> [TASK OBJECTIVE]
Reproduce all the entries precisely.

•••

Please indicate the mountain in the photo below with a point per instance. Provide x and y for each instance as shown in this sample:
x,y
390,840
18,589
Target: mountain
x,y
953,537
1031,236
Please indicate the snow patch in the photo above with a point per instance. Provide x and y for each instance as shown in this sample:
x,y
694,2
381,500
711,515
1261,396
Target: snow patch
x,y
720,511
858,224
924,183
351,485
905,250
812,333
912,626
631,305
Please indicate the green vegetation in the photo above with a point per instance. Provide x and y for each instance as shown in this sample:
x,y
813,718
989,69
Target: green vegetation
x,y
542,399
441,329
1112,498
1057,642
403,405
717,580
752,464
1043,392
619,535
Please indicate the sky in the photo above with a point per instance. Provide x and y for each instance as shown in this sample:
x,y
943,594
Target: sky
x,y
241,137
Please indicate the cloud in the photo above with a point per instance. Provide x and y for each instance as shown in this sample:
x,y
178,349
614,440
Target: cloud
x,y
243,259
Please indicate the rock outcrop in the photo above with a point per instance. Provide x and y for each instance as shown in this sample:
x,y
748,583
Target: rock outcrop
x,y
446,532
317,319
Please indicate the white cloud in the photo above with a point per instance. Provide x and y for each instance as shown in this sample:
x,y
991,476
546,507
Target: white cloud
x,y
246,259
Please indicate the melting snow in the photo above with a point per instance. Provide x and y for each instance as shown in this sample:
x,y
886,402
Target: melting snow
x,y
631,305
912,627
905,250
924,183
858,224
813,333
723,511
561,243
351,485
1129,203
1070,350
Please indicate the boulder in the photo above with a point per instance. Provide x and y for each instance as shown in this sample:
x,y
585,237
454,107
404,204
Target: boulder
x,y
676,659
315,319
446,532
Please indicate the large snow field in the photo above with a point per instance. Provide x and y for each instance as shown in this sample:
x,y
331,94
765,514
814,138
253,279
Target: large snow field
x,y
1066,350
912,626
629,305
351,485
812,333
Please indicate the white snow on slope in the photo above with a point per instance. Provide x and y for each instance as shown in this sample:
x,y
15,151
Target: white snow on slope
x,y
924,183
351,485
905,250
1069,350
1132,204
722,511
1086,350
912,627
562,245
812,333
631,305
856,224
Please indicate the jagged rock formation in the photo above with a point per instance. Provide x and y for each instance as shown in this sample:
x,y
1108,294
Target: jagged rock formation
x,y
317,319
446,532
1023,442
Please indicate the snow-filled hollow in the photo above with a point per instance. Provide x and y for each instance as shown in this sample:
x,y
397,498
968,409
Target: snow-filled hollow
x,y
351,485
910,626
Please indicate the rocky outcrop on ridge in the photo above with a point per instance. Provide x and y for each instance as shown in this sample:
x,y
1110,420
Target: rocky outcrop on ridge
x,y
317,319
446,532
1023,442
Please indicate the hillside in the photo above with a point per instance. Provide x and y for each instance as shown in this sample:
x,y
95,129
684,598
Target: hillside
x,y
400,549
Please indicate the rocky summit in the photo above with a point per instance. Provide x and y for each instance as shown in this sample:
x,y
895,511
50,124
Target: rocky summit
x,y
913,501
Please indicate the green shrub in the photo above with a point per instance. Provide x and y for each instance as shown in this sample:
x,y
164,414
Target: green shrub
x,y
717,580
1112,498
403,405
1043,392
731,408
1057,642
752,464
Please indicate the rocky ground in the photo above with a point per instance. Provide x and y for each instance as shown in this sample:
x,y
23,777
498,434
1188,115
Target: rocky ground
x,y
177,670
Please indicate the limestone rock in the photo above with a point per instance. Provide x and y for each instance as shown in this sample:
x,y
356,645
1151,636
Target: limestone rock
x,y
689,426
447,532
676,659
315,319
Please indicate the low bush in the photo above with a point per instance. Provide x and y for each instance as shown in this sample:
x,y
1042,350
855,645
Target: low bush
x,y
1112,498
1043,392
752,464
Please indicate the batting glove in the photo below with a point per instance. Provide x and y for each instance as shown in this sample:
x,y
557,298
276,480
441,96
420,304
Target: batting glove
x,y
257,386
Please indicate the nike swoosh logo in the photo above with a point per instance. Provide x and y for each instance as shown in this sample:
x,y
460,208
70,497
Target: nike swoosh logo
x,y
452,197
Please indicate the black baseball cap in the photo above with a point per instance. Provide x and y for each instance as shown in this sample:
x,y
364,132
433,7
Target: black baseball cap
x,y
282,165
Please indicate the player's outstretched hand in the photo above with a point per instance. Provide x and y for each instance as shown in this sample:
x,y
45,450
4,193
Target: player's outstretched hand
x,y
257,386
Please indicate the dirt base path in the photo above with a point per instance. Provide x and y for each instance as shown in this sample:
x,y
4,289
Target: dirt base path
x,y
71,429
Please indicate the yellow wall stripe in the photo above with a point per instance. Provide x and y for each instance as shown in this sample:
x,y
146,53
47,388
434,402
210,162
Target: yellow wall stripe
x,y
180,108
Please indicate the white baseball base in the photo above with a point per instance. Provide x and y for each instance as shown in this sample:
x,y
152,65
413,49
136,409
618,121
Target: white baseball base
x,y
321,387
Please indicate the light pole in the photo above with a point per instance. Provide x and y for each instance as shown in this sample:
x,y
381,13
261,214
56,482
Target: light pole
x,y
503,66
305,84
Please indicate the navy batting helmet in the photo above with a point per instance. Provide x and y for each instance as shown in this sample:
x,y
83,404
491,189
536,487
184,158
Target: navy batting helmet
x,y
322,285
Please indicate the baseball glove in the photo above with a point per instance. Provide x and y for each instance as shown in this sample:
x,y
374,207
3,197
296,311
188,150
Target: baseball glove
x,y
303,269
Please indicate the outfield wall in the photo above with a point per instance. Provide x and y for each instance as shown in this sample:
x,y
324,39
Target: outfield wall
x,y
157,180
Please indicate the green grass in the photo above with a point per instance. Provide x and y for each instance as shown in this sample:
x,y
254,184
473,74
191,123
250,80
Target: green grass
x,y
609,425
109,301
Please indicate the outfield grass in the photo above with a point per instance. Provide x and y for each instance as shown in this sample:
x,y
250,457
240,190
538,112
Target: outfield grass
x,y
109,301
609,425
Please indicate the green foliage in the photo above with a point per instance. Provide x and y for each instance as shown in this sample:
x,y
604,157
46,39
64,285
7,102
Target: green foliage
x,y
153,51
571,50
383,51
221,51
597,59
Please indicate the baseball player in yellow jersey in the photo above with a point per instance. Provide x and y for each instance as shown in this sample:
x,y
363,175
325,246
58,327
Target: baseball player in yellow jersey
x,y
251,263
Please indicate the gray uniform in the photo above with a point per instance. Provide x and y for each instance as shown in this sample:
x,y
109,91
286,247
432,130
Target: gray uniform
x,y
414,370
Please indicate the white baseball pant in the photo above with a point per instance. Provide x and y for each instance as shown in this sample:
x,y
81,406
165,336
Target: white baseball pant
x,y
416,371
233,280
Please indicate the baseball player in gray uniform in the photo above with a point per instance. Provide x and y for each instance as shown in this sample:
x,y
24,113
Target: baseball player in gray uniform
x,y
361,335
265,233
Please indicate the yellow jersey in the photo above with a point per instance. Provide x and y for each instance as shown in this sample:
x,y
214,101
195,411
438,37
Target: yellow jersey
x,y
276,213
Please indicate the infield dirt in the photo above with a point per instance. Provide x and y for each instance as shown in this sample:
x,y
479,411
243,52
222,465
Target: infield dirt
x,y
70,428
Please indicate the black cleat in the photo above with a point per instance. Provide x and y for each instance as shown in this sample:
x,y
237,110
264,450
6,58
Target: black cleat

•••

> [OUTPUT FOR THIS TASK]
Please indicate the mountain in the photo below with a point per instance. Provide x and y for each instance as shown in this sample:
x,y
390,840
18,589
Target: mountain
x,y
953,537
1031,236
Please indicate the snow patch in the photo above with a point per instance. Provide x and y for each instance as shown in this sample:
x,y
694,2
381,500
711,515
1261,396
Target: snow patch
x,y
720,511
858,224
924,183
351,485
905,250
812,333
912,626
631,305
Please indicate the green vegetation in the photo above with a point per instance. Provide x and y for each instance as shown in this sample:
x,y
813,718
989,69
Target: green vegetation
x,y
542,399
441,329
1112,498
1057,642
403,405
717,580
752,464
1043,392
619,535
Please indicate the sky in the photo above with a point per instance. Provide x and y for each instance as shown in this sample:
x,y
943,594
Target: sky
x,y
241,137
Please indicate the cloud in the photo above with a point per instance. Provide x and y for each instance as shown in this sample:
x,y
178,349
614,440
Target: cloud
x,y
243,259
Please indicate the rock outcrop in the photo above with a point per instance. Provide x and y for each instance as shown in this sample:
x,y
748,583
Target: rock outcrop
x,y
446,532
317,319
Please indicate the white cloud in the photo above with a point per instance. Provide x and y for each instance as shown in this sample:
x,y
991,476
546,507
Target: white cloud
x,y
246,259
Please indicate the melting snow in the photo above with a point per instance. Provide x and y for each instance as shown in this sample:
x,y
886,402
Target: melting snow
x,y
631,305
912,627
905,250
924,183
858,224
813,333
723,511
561,243
351,485
1129,203
1070,350
Please indicate the boulder in the photo above with a point per instance. Provide x and y for each instance as shown in this sample:
x,y
585,237
454,107
404,204
Target: boulder
x,y
676,659
315,319
446,532
Please indicate the large snow field in the photo above with a point per instance. Provide x and y for each instance as shown in this sample:
x,y
331,94
765,514
814,138
253,279
Target: large snow field
x,y
1066,350
912,626
629,305
351,485
812,333
Please indicate the white snow on slope in the photo above with a point per instance. Provide x and y for each instance as shown in this sample:
x,y
15,151
Target: white snow on slope
x,y
924,183
351,485
905,250
1069,350
1132,204
722,511
1086,350
912,627
562,245
812,333
631,305
856,224
Please indicate the jagged rock formation in the photo above with a point per instance. Provide x and y for each instance as shown in this sample:
x,y
1108,294
Target: jagged rock formation
x,y
317,319
446,532
1023,442
Please indicate the snow-filled hollow in the photo above with a point per instance. Provide x and y for each instance as shown in this sample:
x,y
397,498
968,409
Target: snow-filled hollow
x,y
351,485
910,626
Please indicate the rocky outcrop on ridge in the photo above with a point per instance. Provide x and y for each instance as shown in this sample:
x,y
1110,420
Target: rocky outcrop on ridge
x,y
317,319
446,532
1023,442
Please indicate the hillside in the photo above with a point per instance. Provide x and y for each instance as shown in this sample:
x,y
95,129
684,598
Target: hillside
x,y
400,549
Please indicate the rocky summit in the photo above with a point per instance. Provide x and y for each instance as shown in this sample:
x,y
895,511
50,124
Target: rocky summit
x,y
913,501
Please indicate the green shrub in the photo above with a point per instance. Provide x and y for each instance as shown in this sample:
x,y
164,414
Target: green shrub
x,y
717,580
1112,498
403,405
1043,392
731,408
1057,642
752,464
Please indicate the rocky ground in the photo above with a point per instance. Provide x and y for each instance as shown in this sample:
x,y
23,777
498,434
1188,115
Target: rocky ground
x,y
177,670
Please indicate the limestone rock in the photo above with a point per instance. Provide x and y for each instance as shown in this sample:
x,y
356,645
1151,636
Target: limestone rock
x,y
689,426
447,532
676,659
315,319
Please indicate the low bush in the photo above with a point per instance. Provide x and y for each instance as shown in this sample:
x,y
1042,350
855,645
Target: low bush
x,y
1112,498
1043,392
752,464
Please indicate the batting glove in the photo below with a point per instance. Provide x and y for each instance as shown in this sample:
x,y
557,298
276,480
441,96
420,304
Target: batting glove
x,y
257,386
Please indicate the nike swoosh logo in the photo above with a point per instance. Provide x and y for each instance as shown in this sample:
x,y
460,208
70,497
Target: nike swoosh logo
x,y
452,197
Please indicate the black baseball cap in the photo above with a point per instance. Provide x and y for each instance as shown in this sample:
x,y
364,132
433,7
Target: black baseball cap
x,y
282,165
Please indicate the player's outstretched hand in the photo above with a point per instance. Provide x and y for each instance as shown in this sample:
x,y
45,450
4,193
Target: player's outstretched hand
x,y
257,386
Please indicate the dirt base path in the photo above with a point per instance. Provide x and y for each instance as shown in this sample:
x,y
4,289
Target: dirt base path
x,y
71,429
Please indicate the yellow wall stripe in the photo above with a point per instance. Provide x and y for each instance as shown in this sample:
x,y
146,53
47,388
434,402
210,162
Target: yellow wall stripe
x,y
180,108
Please indicate the white baseball base in the photo above with a point per instance. Provide x and y for each instance as shown in this sample:
x,y
152,65
413,49
136,409
618,121
Target: white baseball base
x,y
321,387
Please indicate the light pole in the photo above with a point per instance. Provide x and y for each instance as shown in this sample:
x,y
381,13
261,214
56,482
Target: light pole
x,y
503,66
305,84
Please indicate the navy batting helmet in the photo above with a point per instance. Provide x and y for each instance as shown in this sample:
x,y
83,404
491,189
536,487
184,158
Target: navy batting helmet
x,y
322,285
Please indicate the baseball glove in the photo above with a point per instance. Provide x and y for each instance as shown in this sample:
x,y
374,207
3,197
296,311
188,150
Target: baseball glove
x,y
303,269
Please indicate the outfield wall in the photo above with a point per instance. Provide x and y for each instance as shown in this sample:
x,y
324,39
Target: outfield wall
x,y
157,180
Please indicate the green grass in the photo above with a point per instance. Provide x and y for each instance as shown in this sample:
x,y
254,184
473,74
191,123
250,80
Target: green grass
x,y
609,425
109,301
Please indicate the outfield grass in the photo above with a point per instance. Provide x and y for each instance as shown in this sample:
x,y
250,457
240,190
538,112
Target: outfield grass
x,y
109,301
609,425
Please indicate the green foliage in the photo above with a point per instance. Provide x and y for each instance as shown in this sample:
x,y
604,157
46,39
64,285
7,102
Target: green foliage
x,y
153,51
571,50
383,51
221,51
597,59
Please indicate the baseball player in yellow jersey in the photo above with a point per instance. Provide x and y for each instance as shown in this sample:
x,y
363,175
325,246
58,327
Target: baseball player in yellow jersey
x,y
251,263
Please indicate the gray uniform in the photo above with a point per instance. Provide x and y for each instance as shown in this sample:
x,y
109,91
286,247
432,130
Target: gray uniform
x,y
414,370
Please indicate the white baseball pant in the photo above with a point per instance. Provide x and y for each instance as shown in this sample:
x,y
81,406
165,336
Target: white baseball pant
x,y
416,371
233,280
Please indicate the baseball player in gray uniform in the photo above with a point per instance. Provide x and y for each instance as shown in this sample:
x,y
24,113
Target: baseball player in gray uniform
x,y
361,335
265,233
Please indicate the yellow jersey in the photo above with a point per instance. Provide x and y for each instance as shown in this sample:
x,y
214,101
195,411
438,37
Target: yellow jersey
x,y
276,213
Please indicate the infield dirt in the photo above with a point per instance. Provide x and y for each instance as shown in this sample:
x,y
479,411
243,52
222,465
Target: infield dirt
x,y
70,428
Please indicate the black cleat in the photo above with a point per instance. Provide x and y for each instance as shown in this sample:
x,y
237,110
264,450
6,58
Target: black cleat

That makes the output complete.